For those hoping to make being more environmentally conscious an upcoming New Year’s resolution, this month’s On: Design introduces a few Japan initiatives that look into repurposing waste in a novel way.

New used favorites

Kenelephant — a small products company with several brands of souvenir miniatures, vinyl figures and artists’ goods — also oversees upcycling initiatives that create particularly novel goods. One interesting project, Recycle Standard, which introduces a raw scrap material online and then follows it up with the release of inventive products created from it, has laid low for a couple of years. But Newsed — a portmanteau of “new” and “used” — has become a particularly successful brand in Japan.

Featuring collaborations with designers and artists, its products have appeared in museum shops, including the National Art Center Tokyo’s SFT, and various design boutiques, while it also organizes its own popup stores in Japan.

This column has previously mentioned Kouzou Plamo, a structural model kit made from leftover architectural canvas, but there is so much more to Newsed’s oeuvre. Items range from the minimalistic — such as Hiroyuki Morita’s Tenban Trays carved out of old school desks and Akira Mabuchi’s Hundo paperweight stack of metal offcuts — to Konpeito Design’s vibrant saddle suit bicycle seat covers made from surplus wet-suit fabric, and Minna’s geometric factory leftover acrylic accessories.

══════════

→ Activity
Pick up the article on Japanese waste-repurposing design initiatives where it stops, and continue it. The material that comes after this article is independent of it.

══════════

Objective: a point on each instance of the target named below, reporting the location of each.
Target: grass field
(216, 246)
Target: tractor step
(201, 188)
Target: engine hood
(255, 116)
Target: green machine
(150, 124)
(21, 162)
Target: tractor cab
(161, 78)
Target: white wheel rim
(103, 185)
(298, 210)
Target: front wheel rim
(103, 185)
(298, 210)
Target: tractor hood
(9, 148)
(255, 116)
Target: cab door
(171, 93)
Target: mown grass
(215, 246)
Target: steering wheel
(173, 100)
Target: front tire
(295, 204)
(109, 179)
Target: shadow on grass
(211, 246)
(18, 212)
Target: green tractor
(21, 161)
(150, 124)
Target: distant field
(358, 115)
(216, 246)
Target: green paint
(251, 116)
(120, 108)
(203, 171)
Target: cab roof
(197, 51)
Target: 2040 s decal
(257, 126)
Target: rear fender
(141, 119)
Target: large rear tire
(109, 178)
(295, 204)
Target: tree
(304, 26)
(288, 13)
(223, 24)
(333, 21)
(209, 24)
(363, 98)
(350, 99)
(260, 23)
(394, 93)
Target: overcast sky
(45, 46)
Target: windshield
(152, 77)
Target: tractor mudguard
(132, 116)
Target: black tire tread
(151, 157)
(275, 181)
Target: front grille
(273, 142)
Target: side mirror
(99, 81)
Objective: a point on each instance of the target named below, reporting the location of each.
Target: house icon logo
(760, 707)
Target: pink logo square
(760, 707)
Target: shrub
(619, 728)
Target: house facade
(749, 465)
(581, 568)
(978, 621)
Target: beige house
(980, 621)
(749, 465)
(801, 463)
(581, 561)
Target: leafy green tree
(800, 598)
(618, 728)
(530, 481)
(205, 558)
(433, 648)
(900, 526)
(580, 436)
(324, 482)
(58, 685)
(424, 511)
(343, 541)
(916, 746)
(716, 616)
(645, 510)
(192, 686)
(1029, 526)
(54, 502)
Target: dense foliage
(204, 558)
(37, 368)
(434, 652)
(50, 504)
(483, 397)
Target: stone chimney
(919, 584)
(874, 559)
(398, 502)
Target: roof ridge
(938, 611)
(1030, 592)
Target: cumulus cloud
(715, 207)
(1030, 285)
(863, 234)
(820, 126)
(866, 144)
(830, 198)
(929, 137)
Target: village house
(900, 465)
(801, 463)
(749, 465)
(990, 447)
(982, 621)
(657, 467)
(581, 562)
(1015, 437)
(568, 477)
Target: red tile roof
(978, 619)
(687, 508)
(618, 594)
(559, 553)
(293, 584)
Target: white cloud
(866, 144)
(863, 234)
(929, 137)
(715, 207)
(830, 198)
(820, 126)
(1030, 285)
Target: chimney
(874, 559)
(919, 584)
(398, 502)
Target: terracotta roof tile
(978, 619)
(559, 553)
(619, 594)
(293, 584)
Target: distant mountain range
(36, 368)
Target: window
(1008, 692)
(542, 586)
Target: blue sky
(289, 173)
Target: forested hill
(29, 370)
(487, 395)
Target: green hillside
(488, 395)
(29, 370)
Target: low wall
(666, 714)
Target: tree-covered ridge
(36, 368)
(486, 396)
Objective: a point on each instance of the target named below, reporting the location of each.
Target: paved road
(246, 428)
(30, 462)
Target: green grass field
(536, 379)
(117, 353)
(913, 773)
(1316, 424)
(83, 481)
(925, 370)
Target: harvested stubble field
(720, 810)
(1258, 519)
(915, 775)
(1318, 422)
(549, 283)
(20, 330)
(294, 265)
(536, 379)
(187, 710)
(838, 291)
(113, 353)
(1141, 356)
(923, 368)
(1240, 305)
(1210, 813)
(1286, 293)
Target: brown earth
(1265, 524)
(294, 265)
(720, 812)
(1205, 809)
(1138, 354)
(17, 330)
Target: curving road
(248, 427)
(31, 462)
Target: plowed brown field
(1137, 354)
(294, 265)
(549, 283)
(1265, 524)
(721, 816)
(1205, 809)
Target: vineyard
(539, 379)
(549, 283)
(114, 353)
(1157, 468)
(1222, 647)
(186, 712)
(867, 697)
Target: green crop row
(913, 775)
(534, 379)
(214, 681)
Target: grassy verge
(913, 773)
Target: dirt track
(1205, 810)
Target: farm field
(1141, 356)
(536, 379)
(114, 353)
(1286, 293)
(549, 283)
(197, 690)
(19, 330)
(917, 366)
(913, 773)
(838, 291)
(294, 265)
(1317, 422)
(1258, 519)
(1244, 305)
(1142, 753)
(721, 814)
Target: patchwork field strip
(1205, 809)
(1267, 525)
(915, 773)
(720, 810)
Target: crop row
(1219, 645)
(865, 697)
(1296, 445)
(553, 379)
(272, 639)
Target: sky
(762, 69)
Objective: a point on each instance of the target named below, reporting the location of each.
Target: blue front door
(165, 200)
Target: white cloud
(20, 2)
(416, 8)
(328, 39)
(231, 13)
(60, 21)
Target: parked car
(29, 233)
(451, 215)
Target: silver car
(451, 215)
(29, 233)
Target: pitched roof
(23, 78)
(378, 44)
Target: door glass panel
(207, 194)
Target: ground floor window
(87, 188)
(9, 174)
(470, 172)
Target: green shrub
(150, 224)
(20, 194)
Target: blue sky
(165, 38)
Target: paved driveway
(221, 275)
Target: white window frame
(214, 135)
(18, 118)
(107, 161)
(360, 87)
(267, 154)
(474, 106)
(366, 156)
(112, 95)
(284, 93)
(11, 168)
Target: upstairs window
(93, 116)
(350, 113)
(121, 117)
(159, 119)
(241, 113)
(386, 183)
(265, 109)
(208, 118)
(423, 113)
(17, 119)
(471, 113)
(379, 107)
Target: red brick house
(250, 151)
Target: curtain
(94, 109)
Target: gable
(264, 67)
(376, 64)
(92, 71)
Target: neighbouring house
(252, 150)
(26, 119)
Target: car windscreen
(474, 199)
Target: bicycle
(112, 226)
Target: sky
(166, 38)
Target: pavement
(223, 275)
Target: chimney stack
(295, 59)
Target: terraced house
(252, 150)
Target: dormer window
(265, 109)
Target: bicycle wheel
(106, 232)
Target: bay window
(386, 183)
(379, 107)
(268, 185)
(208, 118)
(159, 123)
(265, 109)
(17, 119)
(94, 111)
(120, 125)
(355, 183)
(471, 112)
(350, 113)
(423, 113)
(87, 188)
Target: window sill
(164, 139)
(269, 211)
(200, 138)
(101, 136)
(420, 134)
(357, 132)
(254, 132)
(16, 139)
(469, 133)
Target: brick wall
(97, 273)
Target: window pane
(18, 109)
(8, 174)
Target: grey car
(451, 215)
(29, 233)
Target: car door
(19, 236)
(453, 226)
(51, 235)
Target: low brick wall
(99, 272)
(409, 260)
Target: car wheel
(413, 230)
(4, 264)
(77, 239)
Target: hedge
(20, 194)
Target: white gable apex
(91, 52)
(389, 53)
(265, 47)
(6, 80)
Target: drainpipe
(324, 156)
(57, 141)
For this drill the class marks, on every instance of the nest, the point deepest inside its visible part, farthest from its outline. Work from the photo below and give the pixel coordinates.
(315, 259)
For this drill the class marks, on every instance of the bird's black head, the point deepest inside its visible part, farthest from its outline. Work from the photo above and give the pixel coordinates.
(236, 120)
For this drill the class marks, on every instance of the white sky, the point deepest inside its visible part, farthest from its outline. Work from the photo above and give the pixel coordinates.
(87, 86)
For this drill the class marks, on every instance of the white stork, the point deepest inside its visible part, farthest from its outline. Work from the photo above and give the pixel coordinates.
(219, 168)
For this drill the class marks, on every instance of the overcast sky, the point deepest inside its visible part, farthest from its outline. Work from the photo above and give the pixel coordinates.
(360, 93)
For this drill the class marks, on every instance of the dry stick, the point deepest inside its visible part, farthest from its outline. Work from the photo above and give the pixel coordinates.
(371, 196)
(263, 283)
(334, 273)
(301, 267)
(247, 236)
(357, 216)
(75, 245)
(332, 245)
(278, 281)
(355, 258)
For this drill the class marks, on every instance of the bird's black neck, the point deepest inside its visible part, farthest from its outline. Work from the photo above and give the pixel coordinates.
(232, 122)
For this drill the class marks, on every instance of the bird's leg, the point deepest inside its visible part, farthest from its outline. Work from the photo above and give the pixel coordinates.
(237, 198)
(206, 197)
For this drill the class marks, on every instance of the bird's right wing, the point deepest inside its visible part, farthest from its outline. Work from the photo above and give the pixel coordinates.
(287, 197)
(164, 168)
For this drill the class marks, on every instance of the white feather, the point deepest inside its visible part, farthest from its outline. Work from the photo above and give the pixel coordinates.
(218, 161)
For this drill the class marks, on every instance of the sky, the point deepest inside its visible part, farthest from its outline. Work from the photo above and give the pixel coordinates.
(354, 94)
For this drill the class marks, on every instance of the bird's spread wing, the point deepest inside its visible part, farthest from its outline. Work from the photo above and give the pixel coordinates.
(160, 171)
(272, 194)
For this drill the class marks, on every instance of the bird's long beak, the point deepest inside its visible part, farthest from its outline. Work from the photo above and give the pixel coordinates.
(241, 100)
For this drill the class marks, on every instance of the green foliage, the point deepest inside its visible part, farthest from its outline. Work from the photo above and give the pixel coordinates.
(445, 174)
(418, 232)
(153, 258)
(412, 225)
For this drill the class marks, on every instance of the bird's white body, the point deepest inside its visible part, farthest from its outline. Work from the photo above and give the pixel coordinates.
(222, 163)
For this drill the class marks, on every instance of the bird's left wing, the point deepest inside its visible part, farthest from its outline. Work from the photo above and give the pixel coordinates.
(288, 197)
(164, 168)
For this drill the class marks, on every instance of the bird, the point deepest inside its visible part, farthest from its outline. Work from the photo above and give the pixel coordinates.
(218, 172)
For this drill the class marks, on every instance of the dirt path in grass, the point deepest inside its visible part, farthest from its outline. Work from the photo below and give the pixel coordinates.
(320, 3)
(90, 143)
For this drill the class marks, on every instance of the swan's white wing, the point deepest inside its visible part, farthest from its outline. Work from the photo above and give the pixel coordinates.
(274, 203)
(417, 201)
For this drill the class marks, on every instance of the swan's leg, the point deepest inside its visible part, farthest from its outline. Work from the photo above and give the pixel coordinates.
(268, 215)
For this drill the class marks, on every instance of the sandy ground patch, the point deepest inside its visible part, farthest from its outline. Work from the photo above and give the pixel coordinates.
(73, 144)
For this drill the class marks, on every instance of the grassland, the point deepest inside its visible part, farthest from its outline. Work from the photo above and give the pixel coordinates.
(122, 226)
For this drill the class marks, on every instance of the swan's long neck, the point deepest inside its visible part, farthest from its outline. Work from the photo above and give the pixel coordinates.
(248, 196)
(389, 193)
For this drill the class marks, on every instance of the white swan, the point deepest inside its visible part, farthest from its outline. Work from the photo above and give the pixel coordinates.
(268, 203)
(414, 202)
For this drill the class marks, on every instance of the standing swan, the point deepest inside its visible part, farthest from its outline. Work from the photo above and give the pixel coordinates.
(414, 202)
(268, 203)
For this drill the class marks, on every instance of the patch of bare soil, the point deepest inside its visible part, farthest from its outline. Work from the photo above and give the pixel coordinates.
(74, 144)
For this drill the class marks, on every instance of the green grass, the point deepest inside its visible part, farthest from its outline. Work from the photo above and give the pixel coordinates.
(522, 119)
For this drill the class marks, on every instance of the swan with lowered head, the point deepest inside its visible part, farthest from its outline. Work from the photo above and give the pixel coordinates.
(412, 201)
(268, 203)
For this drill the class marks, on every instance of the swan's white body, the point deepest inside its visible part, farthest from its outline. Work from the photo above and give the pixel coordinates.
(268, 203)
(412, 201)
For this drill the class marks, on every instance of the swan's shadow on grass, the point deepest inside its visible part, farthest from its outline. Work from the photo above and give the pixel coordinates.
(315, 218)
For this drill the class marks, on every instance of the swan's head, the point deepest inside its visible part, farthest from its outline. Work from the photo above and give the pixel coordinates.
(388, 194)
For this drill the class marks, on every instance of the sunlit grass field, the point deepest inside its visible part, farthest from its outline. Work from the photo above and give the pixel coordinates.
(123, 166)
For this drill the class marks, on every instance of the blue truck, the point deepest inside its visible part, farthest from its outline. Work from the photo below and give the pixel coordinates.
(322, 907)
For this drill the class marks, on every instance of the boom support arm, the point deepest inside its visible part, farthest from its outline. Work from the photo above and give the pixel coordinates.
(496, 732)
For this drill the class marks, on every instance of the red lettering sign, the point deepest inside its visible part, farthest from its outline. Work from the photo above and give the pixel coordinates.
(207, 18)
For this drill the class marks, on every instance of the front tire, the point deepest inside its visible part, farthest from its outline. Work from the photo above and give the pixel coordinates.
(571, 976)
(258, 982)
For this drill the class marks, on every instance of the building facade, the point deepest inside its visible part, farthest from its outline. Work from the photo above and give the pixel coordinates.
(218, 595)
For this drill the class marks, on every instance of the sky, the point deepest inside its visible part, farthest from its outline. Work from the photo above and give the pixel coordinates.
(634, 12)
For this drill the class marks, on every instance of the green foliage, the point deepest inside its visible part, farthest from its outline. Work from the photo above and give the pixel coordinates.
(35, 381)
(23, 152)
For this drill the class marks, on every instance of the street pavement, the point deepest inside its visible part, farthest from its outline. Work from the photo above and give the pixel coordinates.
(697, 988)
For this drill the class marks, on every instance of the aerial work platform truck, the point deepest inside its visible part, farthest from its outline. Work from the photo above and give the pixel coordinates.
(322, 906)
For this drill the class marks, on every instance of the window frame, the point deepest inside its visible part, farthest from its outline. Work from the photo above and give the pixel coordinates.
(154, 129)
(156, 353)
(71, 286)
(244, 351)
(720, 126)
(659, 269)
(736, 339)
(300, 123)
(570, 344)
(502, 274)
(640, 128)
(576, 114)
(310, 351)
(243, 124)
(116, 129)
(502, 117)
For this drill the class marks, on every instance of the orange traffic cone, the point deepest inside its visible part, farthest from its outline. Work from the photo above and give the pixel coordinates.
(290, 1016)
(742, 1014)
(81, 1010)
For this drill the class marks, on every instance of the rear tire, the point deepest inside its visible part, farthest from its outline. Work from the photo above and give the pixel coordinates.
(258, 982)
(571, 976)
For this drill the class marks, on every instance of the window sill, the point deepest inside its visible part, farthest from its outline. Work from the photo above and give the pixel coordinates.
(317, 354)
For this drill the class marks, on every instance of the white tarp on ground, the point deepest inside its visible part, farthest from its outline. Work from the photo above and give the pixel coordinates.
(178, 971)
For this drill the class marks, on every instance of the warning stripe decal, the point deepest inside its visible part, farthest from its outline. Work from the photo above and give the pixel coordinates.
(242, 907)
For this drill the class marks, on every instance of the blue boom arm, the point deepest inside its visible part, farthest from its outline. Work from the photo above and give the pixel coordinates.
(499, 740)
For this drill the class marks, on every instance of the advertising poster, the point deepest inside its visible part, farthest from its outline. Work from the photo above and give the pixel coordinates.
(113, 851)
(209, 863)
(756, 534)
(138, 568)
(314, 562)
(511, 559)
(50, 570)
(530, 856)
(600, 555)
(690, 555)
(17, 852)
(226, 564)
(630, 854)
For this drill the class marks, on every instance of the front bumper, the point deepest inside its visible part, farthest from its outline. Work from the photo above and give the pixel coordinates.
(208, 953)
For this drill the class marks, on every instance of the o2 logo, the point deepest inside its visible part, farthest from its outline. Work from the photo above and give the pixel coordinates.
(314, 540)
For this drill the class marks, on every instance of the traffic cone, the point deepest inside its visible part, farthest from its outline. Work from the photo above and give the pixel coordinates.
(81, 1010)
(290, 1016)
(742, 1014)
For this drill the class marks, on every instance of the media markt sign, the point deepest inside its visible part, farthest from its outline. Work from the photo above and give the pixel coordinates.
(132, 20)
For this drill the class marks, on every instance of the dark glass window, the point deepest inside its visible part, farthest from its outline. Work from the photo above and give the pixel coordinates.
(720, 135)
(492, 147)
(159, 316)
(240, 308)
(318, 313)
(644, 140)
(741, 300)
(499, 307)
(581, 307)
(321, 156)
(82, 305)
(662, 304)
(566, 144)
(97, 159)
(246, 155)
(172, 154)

══════════

→ Result of this task
A host of materials are used: leather scraps, leftover tent fabric, old tarpaulins, discarded car airbags and metal, wood, even chopstick offcuts. Sometimes, new products retain the original shapes of the scrap materials, such as Takaaki Kamei’s Tone of Life clock made of the round offcut fiberboard pieces from speakers. Other times the material takes on a new form, such as Tupera Tupera’s adorable air-bag pig and bear pouches. Most of the time, the items allude to its material origins, such as B6 Studio’s Bird Call sound toy, which is made from unwanted wooden xylophone parts from instrument workshops.

newsed.jp (Japanese and English)

Getting funny ideas

Oogiri-Insatsu (Oogiri-Print) is an unusual project, born from CMYK, a creative initiative of the All Japan Federation of Printing Industry Associations and its PR company. Whether it’s producing practical products from scrap is debatable, the humor involved is unquestionable. After all, it takes its name Oogiri from a Japanese genre of repartee comedy.

Oogiri-Insatsu looks to Twitter for inspiration and amusingly responds to tweets by making an item from scrap material, all salvaged from the printing industry.

For example, its Project 1 is a bento box embedded inside what looks like a reference dictionary. Why? Because someone tweeted that they would like to eat lunch during class without being noticed. The dictionary cover is printed with “5-Han Secret Hayaben Dictionary” — a play on the words “gohan” (“rice”) and “hayaben” (early lunch). Don’t worry, a dictionary isn’t actually destroyed. Instead, the tome’s pages, which hide the bento box, are made from discarded graph paper.

Other projects include note pads made from paper napkins for cafe doodlers, and a DIY typeface “design kit” cut from an old calendar and inspired by a fan of the handmade signs often seen at JR train stations. There are currently nine items, created by four different printing companies, and all are available to purchase via contact links on the Oogiri-Insatsu website. These are strange creations, but it goes to show that recycling can fuel the imagination.

oogiri-insatsu.com (Japanese only)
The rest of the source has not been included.